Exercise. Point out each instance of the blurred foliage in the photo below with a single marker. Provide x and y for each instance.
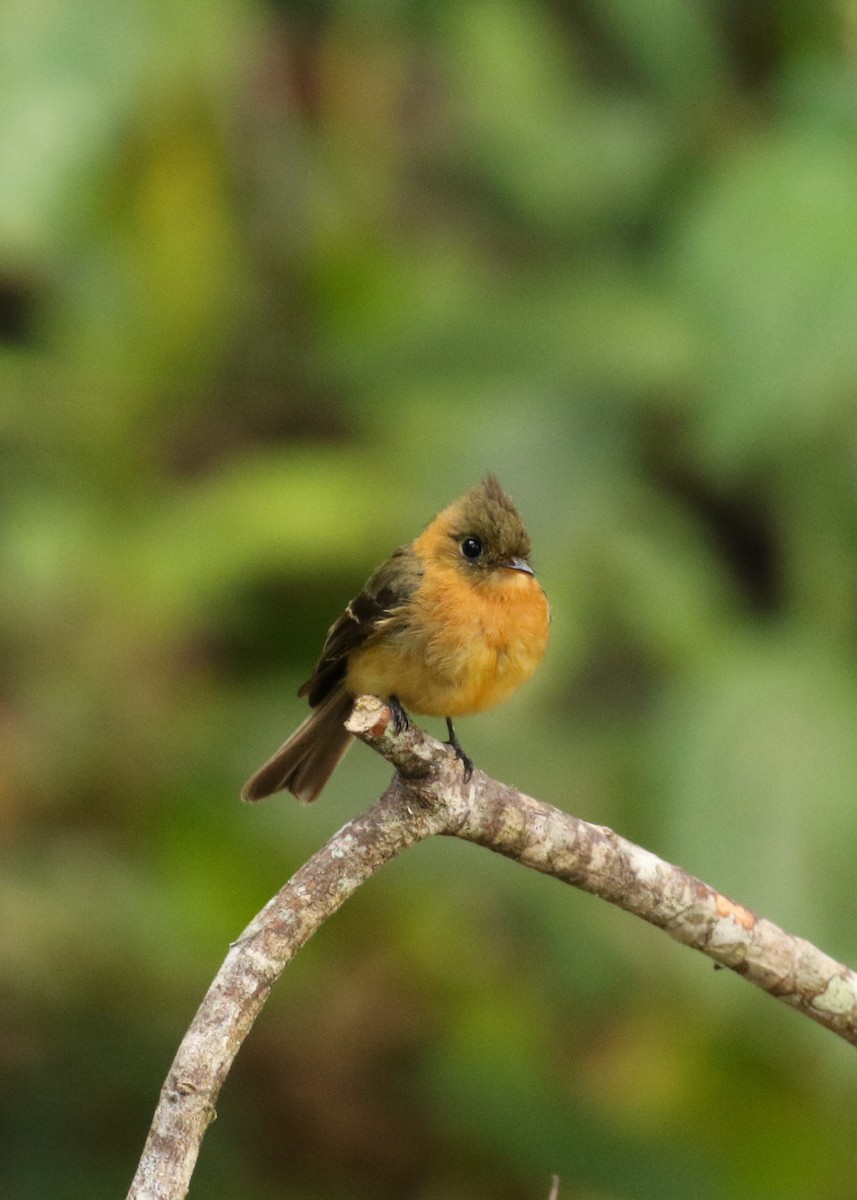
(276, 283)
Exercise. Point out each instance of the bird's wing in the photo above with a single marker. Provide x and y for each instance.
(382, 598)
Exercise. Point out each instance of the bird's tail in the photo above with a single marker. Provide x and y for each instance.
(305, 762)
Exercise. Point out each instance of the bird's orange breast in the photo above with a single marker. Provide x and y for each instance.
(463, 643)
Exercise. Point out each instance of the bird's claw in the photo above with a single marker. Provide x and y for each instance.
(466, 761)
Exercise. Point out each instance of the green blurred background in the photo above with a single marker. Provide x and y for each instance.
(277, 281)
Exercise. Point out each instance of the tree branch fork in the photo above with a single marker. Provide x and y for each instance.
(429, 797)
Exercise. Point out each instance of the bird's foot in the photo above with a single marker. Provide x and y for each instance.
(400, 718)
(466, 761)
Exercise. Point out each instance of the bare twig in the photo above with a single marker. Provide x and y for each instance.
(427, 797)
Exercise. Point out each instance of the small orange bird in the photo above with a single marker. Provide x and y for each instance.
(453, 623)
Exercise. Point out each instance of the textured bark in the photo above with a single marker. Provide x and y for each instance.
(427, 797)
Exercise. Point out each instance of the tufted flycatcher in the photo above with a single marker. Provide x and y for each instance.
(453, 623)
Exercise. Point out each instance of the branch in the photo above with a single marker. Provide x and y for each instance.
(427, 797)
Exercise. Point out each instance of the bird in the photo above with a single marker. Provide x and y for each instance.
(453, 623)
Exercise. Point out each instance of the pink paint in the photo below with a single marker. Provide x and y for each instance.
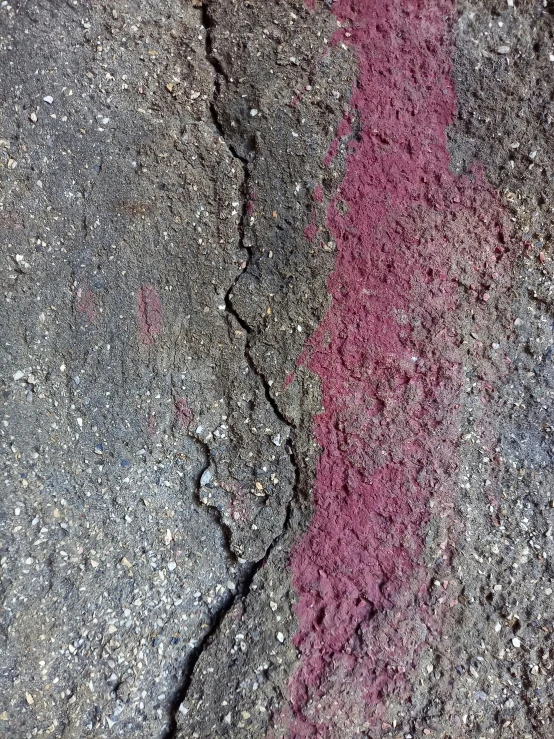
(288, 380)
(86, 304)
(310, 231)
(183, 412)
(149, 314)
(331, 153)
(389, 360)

■ ■ ■ ■ ■

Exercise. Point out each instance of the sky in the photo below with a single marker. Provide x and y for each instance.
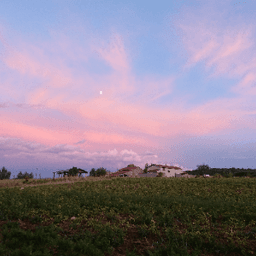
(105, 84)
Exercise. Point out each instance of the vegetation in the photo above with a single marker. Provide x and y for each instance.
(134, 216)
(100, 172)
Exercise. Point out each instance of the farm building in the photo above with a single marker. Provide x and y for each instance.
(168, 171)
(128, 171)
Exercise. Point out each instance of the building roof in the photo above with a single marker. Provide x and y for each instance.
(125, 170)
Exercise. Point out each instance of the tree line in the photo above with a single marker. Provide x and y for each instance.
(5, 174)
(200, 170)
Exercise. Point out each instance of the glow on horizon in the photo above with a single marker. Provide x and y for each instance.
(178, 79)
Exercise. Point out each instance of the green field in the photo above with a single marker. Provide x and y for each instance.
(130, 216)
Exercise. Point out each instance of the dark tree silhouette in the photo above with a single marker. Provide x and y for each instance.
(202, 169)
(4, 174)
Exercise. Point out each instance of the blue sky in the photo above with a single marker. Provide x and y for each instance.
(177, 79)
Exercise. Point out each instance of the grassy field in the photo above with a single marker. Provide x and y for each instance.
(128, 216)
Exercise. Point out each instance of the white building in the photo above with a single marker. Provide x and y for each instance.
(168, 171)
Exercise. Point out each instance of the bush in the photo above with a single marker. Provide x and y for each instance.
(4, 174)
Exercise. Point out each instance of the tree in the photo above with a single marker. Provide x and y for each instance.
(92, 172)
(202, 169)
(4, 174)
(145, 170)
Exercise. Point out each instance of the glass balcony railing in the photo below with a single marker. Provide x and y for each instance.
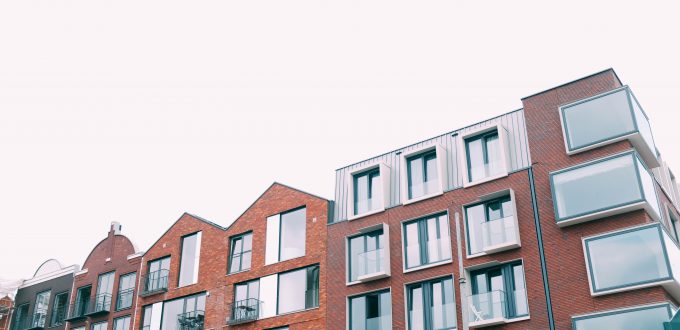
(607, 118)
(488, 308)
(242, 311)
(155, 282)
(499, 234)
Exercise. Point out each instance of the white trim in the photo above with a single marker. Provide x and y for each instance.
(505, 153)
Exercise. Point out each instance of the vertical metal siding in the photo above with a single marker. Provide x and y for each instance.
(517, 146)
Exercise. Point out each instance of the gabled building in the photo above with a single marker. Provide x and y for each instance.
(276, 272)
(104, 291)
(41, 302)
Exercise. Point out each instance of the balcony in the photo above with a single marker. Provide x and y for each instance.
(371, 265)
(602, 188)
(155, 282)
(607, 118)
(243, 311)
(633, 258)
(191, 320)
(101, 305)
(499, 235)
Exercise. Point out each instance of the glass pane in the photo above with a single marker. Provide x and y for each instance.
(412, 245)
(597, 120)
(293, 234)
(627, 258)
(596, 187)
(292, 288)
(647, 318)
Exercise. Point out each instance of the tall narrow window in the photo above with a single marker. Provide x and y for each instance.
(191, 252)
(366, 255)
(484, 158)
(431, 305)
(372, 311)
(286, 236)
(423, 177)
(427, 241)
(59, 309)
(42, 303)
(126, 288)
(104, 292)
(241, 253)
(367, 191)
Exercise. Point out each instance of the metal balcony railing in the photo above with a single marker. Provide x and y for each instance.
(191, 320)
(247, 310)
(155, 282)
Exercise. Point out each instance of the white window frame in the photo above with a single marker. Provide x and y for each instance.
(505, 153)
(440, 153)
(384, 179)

■ ■ ■ ■ ■

Pick out every line of the material above that contains the word "field", and copy each one. Case matters, so uppercase and lowercase letters count as different.

Exercise. Point out each instance of the green field in the photo above with a single marker. Provide x and y for each instance.
Exercise. Point out each instance of the grassy field in the photo above with a single marker. Provide x and y for each instance.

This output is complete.